§ **The task**
When you reach the line with "Could you please locate the gabled" in the data below, begin printing lines exactly, and stop once the line with "Could you please locate the conical" has been printed.

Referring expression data
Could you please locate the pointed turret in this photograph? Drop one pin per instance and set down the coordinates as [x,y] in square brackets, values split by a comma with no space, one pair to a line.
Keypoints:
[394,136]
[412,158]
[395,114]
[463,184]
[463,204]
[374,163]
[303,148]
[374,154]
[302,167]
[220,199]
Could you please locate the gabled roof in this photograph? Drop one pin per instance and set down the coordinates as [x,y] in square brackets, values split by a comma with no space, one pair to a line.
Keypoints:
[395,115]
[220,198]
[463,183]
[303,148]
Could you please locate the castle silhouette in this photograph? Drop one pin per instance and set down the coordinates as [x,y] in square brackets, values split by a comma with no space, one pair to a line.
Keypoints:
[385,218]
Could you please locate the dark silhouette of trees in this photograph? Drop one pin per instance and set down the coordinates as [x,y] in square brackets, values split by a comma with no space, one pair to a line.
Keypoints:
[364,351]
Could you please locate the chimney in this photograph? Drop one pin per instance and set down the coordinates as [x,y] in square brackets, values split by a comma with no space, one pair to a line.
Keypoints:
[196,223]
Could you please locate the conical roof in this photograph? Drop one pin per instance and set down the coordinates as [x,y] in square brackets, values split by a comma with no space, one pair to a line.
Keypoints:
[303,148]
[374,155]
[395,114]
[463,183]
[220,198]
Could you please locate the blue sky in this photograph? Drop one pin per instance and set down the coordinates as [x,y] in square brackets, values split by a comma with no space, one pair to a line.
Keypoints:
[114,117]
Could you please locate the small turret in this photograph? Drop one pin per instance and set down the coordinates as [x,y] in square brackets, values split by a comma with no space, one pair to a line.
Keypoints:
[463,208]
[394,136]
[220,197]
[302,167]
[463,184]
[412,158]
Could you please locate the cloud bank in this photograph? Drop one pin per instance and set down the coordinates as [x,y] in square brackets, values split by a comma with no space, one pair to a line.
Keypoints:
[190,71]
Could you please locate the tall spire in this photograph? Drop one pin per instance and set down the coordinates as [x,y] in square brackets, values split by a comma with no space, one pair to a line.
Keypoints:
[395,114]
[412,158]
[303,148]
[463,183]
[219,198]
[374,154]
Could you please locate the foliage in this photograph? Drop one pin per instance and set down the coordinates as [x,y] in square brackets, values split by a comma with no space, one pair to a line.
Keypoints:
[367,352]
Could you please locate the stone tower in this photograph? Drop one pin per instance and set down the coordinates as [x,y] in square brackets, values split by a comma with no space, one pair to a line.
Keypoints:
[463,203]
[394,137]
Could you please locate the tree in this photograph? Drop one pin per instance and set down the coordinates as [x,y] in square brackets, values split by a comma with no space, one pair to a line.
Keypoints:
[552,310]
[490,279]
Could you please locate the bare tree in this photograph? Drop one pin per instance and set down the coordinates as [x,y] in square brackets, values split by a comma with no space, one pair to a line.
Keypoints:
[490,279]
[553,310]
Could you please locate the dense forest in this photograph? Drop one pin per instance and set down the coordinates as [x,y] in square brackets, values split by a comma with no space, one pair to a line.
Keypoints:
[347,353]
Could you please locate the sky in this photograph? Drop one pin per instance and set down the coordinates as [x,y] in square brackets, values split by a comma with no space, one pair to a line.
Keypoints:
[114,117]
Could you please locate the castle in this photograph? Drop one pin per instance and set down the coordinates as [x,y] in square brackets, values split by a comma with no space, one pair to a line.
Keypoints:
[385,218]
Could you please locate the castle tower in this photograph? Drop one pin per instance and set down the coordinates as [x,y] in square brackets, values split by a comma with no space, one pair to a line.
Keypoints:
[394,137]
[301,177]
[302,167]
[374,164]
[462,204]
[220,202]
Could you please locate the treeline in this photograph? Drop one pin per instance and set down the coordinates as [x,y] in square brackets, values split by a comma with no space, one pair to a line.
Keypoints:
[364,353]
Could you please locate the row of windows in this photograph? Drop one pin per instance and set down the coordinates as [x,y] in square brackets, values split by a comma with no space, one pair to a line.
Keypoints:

* * *

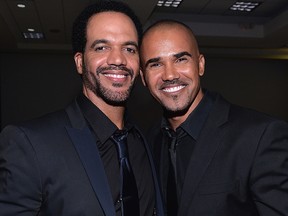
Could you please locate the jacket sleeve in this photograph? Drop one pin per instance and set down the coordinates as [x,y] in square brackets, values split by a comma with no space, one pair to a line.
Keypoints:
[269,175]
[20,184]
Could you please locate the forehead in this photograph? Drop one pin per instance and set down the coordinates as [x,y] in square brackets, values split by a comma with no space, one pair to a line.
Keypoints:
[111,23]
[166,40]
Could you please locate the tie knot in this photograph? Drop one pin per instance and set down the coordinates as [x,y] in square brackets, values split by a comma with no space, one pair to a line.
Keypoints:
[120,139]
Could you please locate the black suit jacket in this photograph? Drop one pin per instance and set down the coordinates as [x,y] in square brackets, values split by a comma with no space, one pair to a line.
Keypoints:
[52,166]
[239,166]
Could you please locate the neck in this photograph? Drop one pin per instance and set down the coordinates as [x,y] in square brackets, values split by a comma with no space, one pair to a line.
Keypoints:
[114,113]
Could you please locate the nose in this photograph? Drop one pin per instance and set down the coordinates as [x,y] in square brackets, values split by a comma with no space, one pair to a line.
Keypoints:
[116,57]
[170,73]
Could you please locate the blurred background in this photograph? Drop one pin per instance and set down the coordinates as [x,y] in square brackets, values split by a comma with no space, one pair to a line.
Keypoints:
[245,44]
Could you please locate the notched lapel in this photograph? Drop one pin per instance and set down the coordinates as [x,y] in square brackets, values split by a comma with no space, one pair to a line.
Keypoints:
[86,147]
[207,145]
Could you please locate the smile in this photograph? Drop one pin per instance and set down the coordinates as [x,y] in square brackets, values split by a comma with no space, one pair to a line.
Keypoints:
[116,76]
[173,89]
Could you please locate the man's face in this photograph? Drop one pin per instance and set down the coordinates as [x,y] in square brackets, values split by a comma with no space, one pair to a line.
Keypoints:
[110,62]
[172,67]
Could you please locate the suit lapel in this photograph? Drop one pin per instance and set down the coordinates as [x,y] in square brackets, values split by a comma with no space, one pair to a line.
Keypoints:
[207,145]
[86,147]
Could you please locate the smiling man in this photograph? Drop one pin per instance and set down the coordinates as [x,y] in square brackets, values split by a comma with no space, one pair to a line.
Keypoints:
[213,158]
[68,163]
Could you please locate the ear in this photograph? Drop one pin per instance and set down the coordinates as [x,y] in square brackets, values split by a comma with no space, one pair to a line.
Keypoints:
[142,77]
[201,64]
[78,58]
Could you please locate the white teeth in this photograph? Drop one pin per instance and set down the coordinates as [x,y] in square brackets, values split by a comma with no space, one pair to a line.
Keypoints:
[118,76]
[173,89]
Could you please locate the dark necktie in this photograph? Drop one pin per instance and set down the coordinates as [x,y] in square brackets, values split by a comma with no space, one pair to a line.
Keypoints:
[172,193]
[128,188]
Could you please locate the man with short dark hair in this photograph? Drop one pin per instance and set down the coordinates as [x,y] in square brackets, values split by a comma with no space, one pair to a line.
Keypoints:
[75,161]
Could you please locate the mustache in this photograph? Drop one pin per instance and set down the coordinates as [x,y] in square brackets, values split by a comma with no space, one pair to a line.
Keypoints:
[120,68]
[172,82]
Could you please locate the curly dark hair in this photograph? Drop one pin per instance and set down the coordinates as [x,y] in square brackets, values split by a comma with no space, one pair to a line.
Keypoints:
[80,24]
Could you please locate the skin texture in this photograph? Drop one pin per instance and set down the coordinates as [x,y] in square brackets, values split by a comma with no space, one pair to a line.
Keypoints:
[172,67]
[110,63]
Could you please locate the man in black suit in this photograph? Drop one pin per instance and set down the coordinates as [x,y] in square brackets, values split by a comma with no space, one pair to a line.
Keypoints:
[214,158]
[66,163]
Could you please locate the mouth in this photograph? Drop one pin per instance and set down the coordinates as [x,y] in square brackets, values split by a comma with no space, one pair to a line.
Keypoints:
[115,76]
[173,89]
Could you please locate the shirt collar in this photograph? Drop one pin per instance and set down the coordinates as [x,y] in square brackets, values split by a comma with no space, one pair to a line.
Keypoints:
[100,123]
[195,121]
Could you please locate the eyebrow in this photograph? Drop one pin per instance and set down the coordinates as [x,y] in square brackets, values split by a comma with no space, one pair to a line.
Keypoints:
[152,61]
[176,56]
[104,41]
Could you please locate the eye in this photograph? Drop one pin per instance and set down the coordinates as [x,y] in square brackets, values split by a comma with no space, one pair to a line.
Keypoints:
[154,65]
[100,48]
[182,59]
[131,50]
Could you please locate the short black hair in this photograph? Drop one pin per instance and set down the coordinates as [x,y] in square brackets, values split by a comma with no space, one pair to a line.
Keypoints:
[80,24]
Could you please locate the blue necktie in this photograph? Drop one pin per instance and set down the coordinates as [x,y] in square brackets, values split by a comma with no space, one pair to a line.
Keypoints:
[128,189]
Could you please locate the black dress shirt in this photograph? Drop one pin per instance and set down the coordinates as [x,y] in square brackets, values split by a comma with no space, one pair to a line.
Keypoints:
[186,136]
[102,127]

==

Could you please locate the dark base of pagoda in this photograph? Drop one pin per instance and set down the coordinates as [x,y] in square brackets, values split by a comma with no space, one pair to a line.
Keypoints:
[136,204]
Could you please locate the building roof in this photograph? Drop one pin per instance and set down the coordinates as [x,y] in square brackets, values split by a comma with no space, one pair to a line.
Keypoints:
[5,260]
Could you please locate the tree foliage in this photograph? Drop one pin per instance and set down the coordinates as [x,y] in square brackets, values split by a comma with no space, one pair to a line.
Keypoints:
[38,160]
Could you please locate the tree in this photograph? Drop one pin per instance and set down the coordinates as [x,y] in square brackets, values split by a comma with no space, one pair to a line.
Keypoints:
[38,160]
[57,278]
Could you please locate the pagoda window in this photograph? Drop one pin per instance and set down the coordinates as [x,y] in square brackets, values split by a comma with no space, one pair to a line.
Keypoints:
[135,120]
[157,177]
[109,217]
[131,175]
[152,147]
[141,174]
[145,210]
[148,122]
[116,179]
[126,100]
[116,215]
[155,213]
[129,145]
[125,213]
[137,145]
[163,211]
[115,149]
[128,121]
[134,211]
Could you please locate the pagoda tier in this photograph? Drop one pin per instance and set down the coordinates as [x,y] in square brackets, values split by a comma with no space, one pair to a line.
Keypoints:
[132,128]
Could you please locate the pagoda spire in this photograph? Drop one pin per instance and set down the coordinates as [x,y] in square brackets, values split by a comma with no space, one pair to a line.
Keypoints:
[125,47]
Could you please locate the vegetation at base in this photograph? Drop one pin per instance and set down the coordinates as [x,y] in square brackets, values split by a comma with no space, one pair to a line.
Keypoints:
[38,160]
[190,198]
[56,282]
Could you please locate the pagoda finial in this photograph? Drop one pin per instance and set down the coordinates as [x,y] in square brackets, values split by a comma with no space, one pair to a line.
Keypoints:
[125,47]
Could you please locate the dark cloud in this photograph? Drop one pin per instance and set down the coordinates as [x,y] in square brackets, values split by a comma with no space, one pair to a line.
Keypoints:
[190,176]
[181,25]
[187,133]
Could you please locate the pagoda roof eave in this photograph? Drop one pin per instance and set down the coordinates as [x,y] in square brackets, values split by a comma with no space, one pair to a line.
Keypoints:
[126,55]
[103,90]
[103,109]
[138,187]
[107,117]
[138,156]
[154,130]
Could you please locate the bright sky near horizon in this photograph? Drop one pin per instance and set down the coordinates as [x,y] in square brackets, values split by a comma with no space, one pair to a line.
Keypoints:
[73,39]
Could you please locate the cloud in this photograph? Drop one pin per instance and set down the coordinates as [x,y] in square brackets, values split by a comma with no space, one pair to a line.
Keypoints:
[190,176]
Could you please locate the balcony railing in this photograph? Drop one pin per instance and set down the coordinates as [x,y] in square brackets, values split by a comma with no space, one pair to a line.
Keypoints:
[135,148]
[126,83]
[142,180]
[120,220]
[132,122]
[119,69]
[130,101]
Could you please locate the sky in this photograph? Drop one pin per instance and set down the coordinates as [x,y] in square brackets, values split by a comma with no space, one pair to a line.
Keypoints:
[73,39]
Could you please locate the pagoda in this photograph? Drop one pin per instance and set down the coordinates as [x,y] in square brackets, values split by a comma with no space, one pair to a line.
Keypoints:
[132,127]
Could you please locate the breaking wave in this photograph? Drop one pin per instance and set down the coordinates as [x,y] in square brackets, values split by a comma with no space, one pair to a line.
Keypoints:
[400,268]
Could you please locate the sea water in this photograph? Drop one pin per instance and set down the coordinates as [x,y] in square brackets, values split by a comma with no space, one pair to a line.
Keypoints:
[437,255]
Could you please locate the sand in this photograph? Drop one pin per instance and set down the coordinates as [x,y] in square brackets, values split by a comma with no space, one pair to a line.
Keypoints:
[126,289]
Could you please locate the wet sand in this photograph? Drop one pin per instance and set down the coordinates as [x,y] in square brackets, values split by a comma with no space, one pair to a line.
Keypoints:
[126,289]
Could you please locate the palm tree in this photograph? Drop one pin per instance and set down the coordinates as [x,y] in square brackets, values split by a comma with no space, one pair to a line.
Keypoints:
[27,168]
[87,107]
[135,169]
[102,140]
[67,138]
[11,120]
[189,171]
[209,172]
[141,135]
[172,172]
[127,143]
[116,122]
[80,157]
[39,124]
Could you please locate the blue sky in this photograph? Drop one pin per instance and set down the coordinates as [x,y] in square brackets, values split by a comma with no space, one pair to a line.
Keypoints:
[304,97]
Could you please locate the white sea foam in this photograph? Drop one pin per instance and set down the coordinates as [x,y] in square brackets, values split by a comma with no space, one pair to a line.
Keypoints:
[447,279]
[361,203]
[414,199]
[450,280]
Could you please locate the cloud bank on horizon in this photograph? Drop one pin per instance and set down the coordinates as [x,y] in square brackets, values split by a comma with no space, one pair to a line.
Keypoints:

§ **Answer box**
Could you please locate the gabled roof in this photograph? Drop one pin per instance and set down the coordinates as [x,y] in square brackets, values split by a comma with no space, one pair to a line.
Keypoints:
[395,115]
[220,198]
[463,183]
[303,148]
Could you please locate the castle silhouette in this photograph? Drop one pin per instance and set down the coordinates as [x,y] in square brackets, values split by a comma with no space, one pair to a line.
Keypoints:
[385,218]
Could you please locate the dark silhouette of trees in this photograph? Drop one pin per instance and set down the coordinates as [x,y] in square brackets, values split by a comma with no space, one pair to a line.
Keypoints:
[364,351]
Could you please locate the chimney in this photograph? Drop one pin per instance and set down the coordinates as [x,y] in square brackets, values split by a comma with no space, one pair to a line.
Keypoints:
[196,223]
Could you please locate the conical roof in this photograph? Drop one pin per instance and set down the coordinates as [x,y] in square brackets, values split by a comma with no space, one pair to a line.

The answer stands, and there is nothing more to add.